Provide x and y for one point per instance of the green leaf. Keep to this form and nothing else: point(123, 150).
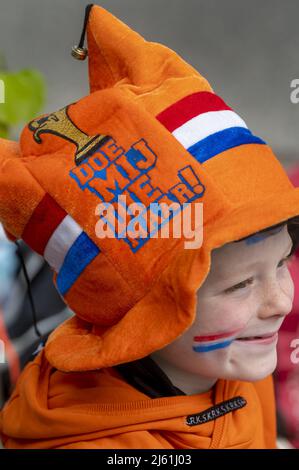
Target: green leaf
point(24, 96)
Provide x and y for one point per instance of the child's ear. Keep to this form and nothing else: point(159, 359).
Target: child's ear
point(20, 193)
point(117, 53)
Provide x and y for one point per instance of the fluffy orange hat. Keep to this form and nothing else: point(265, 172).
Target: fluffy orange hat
point(153, 130)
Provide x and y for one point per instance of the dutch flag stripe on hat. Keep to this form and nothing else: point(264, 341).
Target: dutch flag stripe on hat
point(55, 235)
point(206, 126)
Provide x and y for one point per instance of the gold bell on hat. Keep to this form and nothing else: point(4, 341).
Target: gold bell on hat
point(80, 52)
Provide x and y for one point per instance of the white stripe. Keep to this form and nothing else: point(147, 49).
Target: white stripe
point(206, 124)
point(60, 242)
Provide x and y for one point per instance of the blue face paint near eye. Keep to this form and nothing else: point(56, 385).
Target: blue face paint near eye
point(261, 236)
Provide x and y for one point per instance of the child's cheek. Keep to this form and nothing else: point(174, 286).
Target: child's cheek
point(224, 314)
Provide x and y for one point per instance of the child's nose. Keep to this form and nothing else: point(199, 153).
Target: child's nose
point(276, 298)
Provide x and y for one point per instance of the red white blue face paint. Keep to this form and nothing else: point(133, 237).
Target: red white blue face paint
point(216, 341)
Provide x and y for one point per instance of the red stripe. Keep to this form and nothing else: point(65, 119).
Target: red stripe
point(44, 220)
point(189, 107)
point(213, 337)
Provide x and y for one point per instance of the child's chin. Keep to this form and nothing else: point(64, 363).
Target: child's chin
point(259, 372)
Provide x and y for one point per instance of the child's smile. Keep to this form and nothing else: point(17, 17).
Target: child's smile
point(240, 308)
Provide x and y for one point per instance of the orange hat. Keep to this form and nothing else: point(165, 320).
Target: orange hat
point(153, 130)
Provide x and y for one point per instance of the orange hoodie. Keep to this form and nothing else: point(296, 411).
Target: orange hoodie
point(99, 410)
point(151, 129)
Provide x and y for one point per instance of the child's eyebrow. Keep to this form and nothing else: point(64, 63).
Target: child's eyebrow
point(230, 277)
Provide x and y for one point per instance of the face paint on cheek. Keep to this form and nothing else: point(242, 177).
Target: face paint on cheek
point(216, 341)
point(261, 236)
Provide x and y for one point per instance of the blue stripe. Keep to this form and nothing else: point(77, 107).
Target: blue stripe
point(81, 253)
point(211, 347)
point(221, 141)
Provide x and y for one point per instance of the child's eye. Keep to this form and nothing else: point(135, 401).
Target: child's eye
point(249, 281)
point(285, 261)
point(241, 285)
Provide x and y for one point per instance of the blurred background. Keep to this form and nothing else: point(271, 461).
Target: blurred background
point(249, 53)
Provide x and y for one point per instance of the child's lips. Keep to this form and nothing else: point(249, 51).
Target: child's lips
point(267, 338)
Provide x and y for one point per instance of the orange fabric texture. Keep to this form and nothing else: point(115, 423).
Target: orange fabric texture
point(98, 410)
point(131, 297)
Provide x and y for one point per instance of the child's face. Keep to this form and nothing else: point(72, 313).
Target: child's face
point(246, 295)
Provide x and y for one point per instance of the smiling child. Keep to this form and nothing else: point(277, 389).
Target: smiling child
point(168, 347)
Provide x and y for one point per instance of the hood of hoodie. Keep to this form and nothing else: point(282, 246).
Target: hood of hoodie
point(98, 409)
point(153, 130)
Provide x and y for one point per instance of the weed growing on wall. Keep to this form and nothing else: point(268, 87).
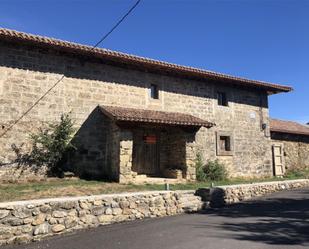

-=-=-

Format the lines above, from the line that contains "else: point(64, 363)." through the line that contains "point(151, 129)", as a JSON list of strings with one string per line and any blank lines left out.

OUTPUT OF THE EXERCISE.
[
  "Provide x and y for one point per instance of the child's chin. Keep to this form and nothing else: point(64, 363).",
  "Target: child's chin",
  "point(259, 372)",
  "Provide x and y for one point per instance of the child's smile. Keep to this form and nothing else: point(17, 17).",
  "Target: child's smile",
  "point(240, 308)",
  "Provide x and y for one point per instance of the orange hat. Keep to this form and nothing else: point(165, 320).",
  "Target: orange hat",
  "point(153, 130)",
  "Provide x and y for one point per instance of the orange hoodie. Keep to this form and nothing else: point(296, 411).",
  "Target: orange hoodie",
  "point(99, 410)",
  "point(151, 129)"
]